■ **RECORDS**:
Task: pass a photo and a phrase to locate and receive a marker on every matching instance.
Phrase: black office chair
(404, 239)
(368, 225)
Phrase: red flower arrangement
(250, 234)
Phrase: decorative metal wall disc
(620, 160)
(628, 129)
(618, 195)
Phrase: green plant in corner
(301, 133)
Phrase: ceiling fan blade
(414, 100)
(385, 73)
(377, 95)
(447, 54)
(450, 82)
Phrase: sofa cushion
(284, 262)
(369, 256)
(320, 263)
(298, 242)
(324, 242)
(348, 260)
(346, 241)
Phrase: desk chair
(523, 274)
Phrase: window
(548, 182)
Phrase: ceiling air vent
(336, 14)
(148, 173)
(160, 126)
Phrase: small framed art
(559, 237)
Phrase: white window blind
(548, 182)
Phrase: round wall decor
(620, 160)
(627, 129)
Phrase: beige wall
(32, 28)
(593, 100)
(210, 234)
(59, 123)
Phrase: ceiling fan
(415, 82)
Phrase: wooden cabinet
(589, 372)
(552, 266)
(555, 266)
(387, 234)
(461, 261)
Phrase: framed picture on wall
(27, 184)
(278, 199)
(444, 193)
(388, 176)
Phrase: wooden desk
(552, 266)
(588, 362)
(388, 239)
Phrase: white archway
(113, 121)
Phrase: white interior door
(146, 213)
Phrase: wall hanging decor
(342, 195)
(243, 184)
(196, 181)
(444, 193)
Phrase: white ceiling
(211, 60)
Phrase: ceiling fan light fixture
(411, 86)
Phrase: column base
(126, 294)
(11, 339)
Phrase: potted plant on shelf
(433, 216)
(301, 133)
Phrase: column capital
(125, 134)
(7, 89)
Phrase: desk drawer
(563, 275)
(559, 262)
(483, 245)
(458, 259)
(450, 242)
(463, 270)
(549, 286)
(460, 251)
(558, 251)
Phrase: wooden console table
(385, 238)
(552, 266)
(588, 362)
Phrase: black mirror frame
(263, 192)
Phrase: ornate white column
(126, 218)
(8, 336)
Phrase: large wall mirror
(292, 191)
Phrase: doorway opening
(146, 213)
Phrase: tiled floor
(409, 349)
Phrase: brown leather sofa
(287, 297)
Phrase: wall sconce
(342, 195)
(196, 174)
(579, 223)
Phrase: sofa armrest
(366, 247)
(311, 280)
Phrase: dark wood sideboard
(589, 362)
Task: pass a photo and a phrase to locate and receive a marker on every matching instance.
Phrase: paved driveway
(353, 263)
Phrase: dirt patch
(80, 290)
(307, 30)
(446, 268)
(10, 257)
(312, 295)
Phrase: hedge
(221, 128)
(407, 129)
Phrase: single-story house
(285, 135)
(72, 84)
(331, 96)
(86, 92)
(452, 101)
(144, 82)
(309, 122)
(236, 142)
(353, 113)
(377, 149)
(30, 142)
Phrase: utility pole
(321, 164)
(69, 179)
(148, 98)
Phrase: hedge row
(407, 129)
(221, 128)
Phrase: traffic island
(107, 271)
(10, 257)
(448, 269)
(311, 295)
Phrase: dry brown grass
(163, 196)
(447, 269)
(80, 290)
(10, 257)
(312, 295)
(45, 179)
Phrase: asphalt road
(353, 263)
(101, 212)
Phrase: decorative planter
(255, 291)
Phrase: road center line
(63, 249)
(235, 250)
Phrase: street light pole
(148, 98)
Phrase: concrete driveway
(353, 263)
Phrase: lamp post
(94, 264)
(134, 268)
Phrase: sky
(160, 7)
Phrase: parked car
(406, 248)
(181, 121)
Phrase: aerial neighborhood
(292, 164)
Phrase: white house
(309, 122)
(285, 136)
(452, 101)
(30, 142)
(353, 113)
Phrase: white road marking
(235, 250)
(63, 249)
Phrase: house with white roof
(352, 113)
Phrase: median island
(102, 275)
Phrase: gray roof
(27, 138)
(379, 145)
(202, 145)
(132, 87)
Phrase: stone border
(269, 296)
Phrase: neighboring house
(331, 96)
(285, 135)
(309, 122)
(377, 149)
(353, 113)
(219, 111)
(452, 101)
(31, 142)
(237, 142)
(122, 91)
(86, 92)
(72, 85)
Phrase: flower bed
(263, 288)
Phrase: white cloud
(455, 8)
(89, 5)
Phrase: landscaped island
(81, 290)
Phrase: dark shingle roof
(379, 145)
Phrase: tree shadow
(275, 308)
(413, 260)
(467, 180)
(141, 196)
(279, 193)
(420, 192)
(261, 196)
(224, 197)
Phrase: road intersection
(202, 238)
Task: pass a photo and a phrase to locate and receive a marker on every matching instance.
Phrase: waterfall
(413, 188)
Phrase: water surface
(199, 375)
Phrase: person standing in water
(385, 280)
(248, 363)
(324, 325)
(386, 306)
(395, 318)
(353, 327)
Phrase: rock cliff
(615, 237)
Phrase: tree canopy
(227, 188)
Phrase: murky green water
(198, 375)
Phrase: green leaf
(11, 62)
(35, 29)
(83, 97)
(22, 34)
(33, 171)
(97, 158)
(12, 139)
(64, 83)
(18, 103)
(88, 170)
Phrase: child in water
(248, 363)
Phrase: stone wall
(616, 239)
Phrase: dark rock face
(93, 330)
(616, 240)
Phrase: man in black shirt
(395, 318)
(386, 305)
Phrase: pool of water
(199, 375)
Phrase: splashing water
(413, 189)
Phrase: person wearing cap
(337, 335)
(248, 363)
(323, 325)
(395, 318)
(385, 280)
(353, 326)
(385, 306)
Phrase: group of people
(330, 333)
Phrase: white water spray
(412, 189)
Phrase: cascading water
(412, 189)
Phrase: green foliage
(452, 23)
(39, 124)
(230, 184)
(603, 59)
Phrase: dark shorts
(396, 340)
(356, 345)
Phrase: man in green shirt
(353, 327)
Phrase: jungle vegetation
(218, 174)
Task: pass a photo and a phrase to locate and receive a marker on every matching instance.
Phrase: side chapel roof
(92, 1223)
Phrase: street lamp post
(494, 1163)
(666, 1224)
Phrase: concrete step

■ **OBJECTIVE**:
Lay out every line of the listing above as a numbered list, omitting any blank lines.

■ **SOLUTION FOR THIS EXERCISE**:
1. Task: pass a photo and a phrase to locate and receive a marker on every matching instance.
2. Phrase: black office chair
3. (404, 239)
4. (368, 225)
5. Phrase: red flower arrangement
6. (250, 234)
7. Phrase: decorative metal wall disc
8. (620, 160)
9. (628, 129)
10. (618, 195)
11. Phrase: green plant in corner
12. (301, 133)
13. Phrase: ceiling fan blade
14. (414, 100)
15. (385, 73)
16. (377, 95)
17. (447, 54)
18. (450, 82)
19. Phrase: sofa cushion
20. (284, 262)
21. (369, 256)
22. (320, 263)
23. (298, 242)
24. (324, 242)
25. (348, 260)
26. (346, 241)
27. Phrase: desk chair
28. (523, 274)
29. Phrase: window
30. (548, 182)
31. Phrase: ceiling air vent
32. (336, 14)
33. (148, 173)
34. (160, 126)
35. Phrase: small framed art
36. (559, 237)
37. Phrase: white window blind
38. (548, 182)
39. Phrase: round wall decor
40. (620, 160)
41. (627, 129)
42. Phrase: beige wall
43. (32, 28)
44. (593, 100)
45. (210, 234)
46. (59, 123)
47. Phrase: ceiling fan
48. (415, 82)
49. Phrase: wooden cabinet
50. (589, 372)
51. (552, 266)
52. (555, 266)
53. (387, 234)
54. (461, 261)
55. Phrase: framed picture on wall
56. (27, 184)
57. (278, 199)
58. (444, 193)
59. (388, 176)
60. Phrase: wooden desk
61. (552, 266)
62. (588, 362)
63. (388, 239)
64. Phrase: white archway
65. (113, 121)
66. Phrase: white interior door
67. (146, 213)
68. Phrase: wall hanging decor
69. (342, 195)
70. (243, 184)
71. (196, 181)
72. (444, 193)
73. Phrase: white ceiling
74. (211, 60)
75. Phrase: ceiling fan light fixture
76. (411, 86)
77. Phrase: column base
78. (126, 294)
79. (11, 339)
80. Phrase: potted plant on shelf
81. (433, 216)
82. (301, 133)
83. Phrase: column capital
84. (125, 134)
85. (7, 89)
86. Phrase: desk drawer
87. (563, 275)
88. (559, 262)
89. (483, 245)
90. (458, 259)
91. (450, 242)
92. (463, 270)
93. (549, 286)
94. (460, 251)
95. (558, 251)
96. Phrase: wooden console table
97. (385, 238)
98. (552, 266)
99. (588, 362)
100. Phrase: black mirror frame
101. (263, 192)
102. Phrase: ornate white column
103. (126, 218)
104. (8, 336)
105. Phrase: large wall mirror
106. (292, 191)
107. Phrase: doorway opening
108. (146, 213)
109. Phrase: tiled floor
110. (409, 349)
111. Phrase: brown leather sofa
112. (287, 297)
113. Phrase: wall sconce
114. (342, 195)
115. (196, 174)
116. (579, 223)
117. Phrase: sofa armrest
118. (366, 247)
119. (311, 280)
120. Phrase: dark wood sideboard
121. (589, 362)
122. Task: pass a photo and a phrase to locate and receive a marker on every matching instance.
123. Phrase: paved driveway
124. (353, 263)
125. Phrase: dirt patch
126. (80, 290)
127. (307, 30)
128. (446, 268)
129. (10, 257)
130. (312, 295)
131. Phrase: hedge
132. (221, 128)
133. (407, 129)
134. Phrase: single-story house
135. (285, 135)
136. (72, 84)
137. (331, 96)
138. (86, 92)
139. (452, 101)
140. (144, 82)
141. (309, 122)
142. (236, 142)
143. (353, 113)
144. (377, 149)
145. (30, 142)
146. Phrase: utility pole
147. (321, 164)
148. (69, 179)
149. (148, 98)
150. Phrase: hedge row
151. (407, 129)
152. (221, 128)
153. Phrase: traffic island
154. (107, 271)
155. (10, 257)
156. (448, 269)
157. (311, 295)
158. Phrase: dry brown grass
159. (163, 196)
160. (447, 269)
161. (80, 290)
162. (10, 257)
163. (312, 295)
164. (45, 179)
165. Phrase: asphalt road
166. (353, 263)
167. (101, 212)
168. Phrase: decorative planter
169. (255, 291)
170. Phrase: road center line
171. (63, 249)
172. (235, 250)
173. Phrase: street light pole
174. (148, 98)
175. Phrase: concrete driveway
176. (353, 263)
177. Phrase: lamp post
178. (94, 264)
179. (134, 268)
180. Phrase: sky
181. (160, 7)
182. Phrase: parked car
183. (406, 248)
184. (181, 121)
185. Phrase: aerial neighborhood
186. (292, 164)
187. Phrase: white house
188. (309, 122)
189. (285, 136)
190. (452, 101)
191. (30, 142)
192. (353, 113)
193. Phrase: white road marking
194. (235, 250)
195. (63, 249)
196. Phrase: house with white roof
197. (352, 113)
198. Phrase: median island
199. (102, 275)
200. Phrase: gray roof
201. (27, 138)
202. (379, 145)
203. (202, 145)
204. (132, 87)
205. Phrase: stone border
206. (269, 296)
207. Phrase: neighboring house
208. (331, 96)
209. (285, 135)
210. (309, 122)
211. (377, 149)
212. (353, 113)
213. (219, 111)
214. (452, 101)
215. (31, 142)
216. (237, 142)
217. (122, 91)
218. (86, 92)
219. (72, 85)
220. Phrase: flower bed
221. (263, 288)
222. Phrase: white cloud
223. (455, 8)
224. (89, 5)
225. Phrase: landscaped island
226. (81, 290)
227. Phrase: dark shingle roof
228. (379, 145)
229. Phrase: tree shadow
230. (275, 308)
231. (413, 260)
232. (467, 180)
233. (141, 196)
234. (279, 193)
235. (420, 192)
236. (261, 196)
237. (224, 197)
238. Phrase: road intersection
239. (202, 238)
240. Task: pass a photo and a phrase to locate and receive a marker on every matching instance.
241. Phrase: waterfall
242. (413, 188)
243. Phrase: water surface
244. (199, 375)
245. Phrase: person standing in water
246. (385, 280)
247. (248, 363)
248. (324, 325)
249. (386, 306)
250. (395, 318)
251. (353, 327)
252. Phrase: rock cliff
253. (615, 237)
254. Phrase: tree canopy
255. (227, 188)
256. Phrase: murky green water
257. (198, 375)
258. Phrase: green leaf
259. (11, 62)
260. (35, 29)
261. (83, 97)
262. (22, 34)
263. (33, 171)
264. (97, 158)
265. (12, 139)
266. (64, 83)
267. (18, 103)
268. (88, 170)
269. Phrase: child in water
270. (248, 363)
271. Phrase: stone wall
272. (616, 239)
273. Phrase: dark rock face
274. (93, 330)
275. (616, 240)
276. Phrase: man in black shirt
277. (395, 318)
278. (386, 305)
279. Phrase: pool of water
280. (199, 375)
281. Phrase: splashing water
282. (413, 189)
283. Phrase: person wearing cap
284. (337, 335)
285. (248, 363)
286. (323, 325)
287. (395, 318)
288. (385, 280)
289. (353, 326)
290. (385, 306)
291. Phrase: group of people
292. (330, 333)
293. Phrase: white water spray
294. (412, 189)
295. Phrase: cascading water
296. (412, 189)
297. Phrase: green foliage
298. (452, 23)
299. (39, 124)
300. (230, 184)
301. (603, 59)
302. Phrase: dark shorts
303. (396, 340)
304. (356, 345)
305. Phrase: man in green shirt
306. (353, 327)
307. Phrase: jungle vegetation
308. (218, 174)
309. Task: pass a photo and a phrase to locate and receive a marker on every matching instance.
310. Phrase: side chapel roof
311. (92, 1223)
312. Phrase: street lamp post
313. (494, 1163)
314. (666, 1224)
315. Phrase: concrete step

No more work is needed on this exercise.